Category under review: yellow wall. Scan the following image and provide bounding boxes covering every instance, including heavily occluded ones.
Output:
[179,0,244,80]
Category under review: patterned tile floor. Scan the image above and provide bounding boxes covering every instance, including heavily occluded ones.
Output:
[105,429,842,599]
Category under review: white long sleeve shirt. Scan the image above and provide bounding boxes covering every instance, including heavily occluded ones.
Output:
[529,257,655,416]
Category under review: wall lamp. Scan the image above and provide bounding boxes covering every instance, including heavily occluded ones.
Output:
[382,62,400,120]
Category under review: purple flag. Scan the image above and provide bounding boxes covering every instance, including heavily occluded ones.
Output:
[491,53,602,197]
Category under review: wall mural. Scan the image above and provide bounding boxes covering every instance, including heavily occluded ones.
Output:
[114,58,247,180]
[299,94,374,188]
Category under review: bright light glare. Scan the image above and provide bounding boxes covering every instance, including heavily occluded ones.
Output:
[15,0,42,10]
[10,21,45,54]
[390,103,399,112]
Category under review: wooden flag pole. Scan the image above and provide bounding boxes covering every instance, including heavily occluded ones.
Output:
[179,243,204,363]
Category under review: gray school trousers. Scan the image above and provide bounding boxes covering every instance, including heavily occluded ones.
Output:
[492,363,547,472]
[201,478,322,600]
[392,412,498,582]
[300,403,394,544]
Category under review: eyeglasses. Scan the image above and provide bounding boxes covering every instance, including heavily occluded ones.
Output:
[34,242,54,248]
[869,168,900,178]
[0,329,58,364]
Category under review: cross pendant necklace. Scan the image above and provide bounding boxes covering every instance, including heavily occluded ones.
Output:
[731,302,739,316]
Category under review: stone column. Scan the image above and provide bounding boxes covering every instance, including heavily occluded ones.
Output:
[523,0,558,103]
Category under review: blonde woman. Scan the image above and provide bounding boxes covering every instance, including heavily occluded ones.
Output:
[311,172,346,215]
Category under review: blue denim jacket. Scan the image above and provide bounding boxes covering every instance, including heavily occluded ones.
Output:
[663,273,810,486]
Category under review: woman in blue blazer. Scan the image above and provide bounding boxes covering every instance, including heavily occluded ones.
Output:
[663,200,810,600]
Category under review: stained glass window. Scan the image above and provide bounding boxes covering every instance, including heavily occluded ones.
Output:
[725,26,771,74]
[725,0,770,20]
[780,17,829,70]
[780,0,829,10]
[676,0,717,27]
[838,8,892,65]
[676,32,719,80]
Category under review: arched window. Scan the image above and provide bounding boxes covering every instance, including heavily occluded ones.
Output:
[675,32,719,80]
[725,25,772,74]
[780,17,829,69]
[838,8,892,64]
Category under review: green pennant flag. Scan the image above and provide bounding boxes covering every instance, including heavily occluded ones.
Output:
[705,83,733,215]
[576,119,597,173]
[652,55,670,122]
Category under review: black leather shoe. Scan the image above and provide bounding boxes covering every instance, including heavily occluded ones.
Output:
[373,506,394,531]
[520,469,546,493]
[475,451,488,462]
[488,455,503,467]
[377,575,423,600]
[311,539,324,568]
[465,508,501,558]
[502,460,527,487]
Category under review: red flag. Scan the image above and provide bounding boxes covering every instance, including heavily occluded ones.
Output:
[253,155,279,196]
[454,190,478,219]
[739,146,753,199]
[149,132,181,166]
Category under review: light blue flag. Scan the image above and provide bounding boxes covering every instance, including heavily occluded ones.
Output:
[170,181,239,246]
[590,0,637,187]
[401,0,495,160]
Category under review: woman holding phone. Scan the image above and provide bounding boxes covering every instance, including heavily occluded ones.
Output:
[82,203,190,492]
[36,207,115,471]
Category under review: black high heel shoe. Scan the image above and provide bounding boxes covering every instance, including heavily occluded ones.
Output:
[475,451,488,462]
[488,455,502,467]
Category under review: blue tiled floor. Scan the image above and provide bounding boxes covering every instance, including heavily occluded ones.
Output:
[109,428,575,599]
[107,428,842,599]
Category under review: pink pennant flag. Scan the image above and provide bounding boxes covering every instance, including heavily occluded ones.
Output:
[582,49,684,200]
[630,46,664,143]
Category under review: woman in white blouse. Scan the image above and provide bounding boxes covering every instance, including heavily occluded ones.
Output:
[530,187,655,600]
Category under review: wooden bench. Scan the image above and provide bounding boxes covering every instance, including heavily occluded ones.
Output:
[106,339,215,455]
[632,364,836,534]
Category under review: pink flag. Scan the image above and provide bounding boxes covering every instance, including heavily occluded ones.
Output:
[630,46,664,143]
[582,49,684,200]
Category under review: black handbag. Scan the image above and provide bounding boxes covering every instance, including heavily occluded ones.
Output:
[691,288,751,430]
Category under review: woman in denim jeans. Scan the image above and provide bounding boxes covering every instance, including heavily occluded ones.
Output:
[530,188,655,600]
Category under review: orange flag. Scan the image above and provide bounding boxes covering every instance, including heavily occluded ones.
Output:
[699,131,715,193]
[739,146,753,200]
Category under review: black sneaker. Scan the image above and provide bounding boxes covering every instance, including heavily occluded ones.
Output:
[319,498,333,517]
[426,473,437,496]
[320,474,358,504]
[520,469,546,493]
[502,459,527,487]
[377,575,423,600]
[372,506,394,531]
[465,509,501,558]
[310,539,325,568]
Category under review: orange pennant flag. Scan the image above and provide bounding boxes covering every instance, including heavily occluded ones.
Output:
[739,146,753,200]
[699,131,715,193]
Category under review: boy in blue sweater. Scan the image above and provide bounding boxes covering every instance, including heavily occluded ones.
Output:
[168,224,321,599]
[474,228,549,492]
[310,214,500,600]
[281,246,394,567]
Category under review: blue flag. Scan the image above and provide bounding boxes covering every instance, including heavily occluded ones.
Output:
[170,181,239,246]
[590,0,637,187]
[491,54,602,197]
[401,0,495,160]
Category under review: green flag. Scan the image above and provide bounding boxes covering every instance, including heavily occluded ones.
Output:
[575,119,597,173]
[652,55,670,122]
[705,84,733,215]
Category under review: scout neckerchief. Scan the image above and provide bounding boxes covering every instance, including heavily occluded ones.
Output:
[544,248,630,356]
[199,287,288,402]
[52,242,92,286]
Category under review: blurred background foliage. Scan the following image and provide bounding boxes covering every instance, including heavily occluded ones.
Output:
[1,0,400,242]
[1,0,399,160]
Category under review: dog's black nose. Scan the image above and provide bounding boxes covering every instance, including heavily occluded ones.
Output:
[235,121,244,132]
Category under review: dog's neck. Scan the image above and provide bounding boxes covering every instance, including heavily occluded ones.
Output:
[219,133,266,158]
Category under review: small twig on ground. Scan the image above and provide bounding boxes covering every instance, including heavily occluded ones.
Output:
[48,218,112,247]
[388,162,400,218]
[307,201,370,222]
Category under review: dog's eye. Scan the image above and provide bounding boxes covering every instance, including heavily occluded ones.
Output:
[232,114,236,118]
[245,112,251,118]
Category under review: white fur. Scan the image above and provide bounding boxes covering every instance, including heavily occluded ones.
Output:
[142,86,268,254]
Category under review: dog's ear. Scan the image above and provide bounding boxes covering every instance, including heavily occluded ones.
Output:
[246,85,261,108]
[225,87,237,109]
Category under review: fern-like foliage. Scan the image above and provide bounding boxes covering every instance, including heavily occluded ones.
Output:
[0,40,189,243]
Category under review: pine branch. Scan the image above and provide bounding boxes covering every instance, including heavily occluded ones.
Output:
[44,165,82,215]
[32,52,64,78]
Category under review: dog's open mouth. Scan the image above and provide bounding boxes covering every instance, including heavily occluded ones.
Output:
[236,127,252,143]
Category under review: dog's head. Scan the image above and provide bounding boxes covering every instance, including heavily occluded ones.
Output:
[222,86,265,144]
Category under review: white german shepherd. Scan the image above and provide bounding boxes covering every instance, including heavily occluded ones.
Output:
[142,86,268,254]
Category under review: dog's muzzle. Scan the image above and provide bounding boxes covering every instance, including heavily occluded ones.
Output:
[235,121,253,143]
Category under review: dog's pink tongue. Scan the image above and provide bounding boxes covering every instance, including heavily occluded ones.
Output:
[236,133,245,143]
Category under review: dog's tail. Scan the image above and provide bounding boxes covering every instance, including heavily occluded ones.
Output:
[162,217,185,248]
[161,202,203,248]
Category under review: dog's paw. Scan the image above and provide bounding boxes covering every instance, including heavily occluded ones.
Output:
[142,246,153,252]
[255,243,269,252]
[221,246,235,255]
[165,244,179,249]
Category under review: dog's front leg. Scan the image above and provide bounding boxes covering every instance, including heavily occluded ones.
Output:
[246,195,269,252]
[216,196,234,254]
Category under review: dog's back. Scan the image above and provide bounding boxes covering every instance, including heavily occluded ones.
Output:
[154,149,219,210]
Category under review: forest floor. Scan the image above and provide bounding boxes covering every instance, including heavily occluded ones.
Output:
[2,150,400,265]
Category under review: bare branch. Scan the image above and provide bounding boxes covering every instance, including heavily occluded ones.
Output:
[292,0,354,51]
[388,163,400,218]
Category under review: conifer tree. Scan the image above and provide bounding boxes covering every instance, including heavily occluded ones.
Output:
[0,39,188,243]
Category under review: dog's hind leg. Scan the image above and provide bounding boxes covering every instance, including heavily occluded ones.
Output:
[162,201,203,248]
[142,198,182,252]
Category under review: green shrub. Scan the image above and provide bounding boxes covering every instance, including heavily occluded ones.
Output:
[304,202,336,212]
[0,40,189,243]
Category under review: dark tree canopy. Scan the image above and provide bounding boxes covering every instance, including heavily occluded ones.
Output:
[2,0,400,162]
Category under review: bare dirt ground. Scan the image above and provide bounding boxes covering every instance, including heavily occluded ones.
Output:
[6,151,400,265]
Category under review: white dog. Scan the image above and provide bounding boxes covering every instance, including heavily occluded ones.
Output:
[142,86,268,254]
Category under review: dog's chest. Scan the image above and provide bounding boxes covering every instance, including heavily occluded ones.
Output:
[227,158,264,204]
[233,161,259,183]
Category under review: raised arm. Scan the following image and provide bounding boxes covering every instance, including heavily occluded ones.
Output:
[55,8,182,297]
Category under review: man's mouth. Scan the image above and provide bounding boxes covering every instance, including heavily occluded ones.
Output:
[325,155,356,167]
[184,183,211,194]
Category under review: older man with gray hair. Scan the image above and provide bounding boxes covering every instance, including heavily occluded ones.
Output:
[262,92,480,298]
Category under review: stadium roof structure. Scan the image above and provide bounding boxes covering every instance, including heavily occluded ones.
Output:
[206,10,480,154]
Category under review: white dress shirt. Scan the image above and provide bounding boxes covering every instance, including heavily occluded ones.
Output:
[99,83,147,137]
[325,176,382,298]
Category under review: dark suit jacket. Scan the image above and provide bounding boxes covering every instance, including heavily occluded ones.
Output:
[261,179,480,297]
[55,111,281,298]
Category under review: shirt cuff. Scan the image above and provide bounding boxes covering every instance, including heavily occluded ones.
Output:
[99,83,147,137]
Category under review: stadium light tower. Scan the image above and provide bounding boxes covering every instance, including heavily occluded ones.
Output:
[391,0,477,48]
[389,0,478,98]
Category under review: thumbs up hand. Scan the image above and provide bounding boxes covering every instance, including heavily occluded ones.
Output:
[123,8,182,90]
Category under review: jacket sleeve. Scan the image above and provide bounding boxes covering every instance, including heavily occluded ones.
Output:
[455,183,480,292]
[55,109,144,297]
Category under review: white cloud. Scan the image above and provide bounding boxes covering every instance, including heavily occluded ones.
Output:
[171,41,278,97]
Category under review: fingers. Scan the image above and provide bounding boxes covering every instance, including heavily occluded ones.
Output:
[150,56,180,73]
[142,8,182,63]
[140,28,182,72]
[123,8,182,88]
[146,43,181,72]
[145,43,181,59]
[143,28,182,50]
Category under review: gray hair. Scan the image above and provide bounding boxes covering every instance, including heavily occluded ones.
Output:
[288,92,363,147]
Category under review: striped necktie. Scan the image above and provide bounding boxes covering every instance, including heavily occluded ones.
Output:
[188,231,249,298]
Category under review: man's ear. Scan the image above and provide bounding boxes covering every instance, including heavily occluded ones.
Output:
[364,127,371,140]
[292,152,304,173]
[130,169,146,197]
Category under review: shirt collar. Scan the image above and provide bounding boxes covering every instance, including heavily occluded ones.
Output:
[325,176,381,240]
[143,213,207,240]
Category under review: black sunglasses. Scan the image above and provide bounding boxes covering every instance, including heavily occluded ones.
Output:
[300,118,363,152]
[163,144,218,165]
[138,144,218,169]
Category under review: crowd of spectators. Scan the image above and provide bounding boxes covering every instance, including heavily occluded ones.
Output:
::::
- _EXERCISE_
Write out each line exactly, starting with the line that contains "Category under review: jacket" and stopping after the last line of the data.

- _ANSWER TO THIS PROBLEM_
Category under review: jacket sleeve. Scan the image above and provide bounding boxes covering every instance, including heavily occluded ones.
Output:
[455,183,480,292]
[55,109,144,297]
Category under review: white cloud. Scan the image above and provide bounding boxes covering every instance, including heavily occluded ones.
Output:
[171,41,278,97]
Category under review: fingers. Scan the image above and provide bounding boxes covering every instance, including heavily occluded ones.
Output:
[150,56,180,73]
[142,8,182,63]
[140,28,182,72]
[123,8,182,88]
[146,43,181,72]
[145,43,181,59]
[143,28,182,50]
Category under review: gray hair. Scan the image above and provide bounding boxes covering every instance, including heavily occluded ones.
Output:
[288,92,363,147]
Category under review: striped necktie. Scan the image above and provide bounding boxes covering every instance, including heavily occluded ones.
Output:
[188,231,249,298]
Category under review: man's ear. Scan the image above and provide bounding boxes covering every instance, including heavily occluded ones.
Output:
[364,127,371,140]
[292,152,304,173]
[130,169,146,197]
Category under review: shirt collar. Scan the image above and provide bounding boxes covering every instance, including heavily occluded ones.
Output:
[325,176,381,240]
[143,213,207,240]
Category under review: black sunglasses. Scan the image above and provide bounding boxes covering every instance, including heavily occluded ones.
Output:
[300,118,363,152]
[163,144,218,165]
[138,144,218,169]
Category under review: crowd of spectators. Scan the image above and provide bounding boxes covering every instance, including heavily occluded ones.
Output:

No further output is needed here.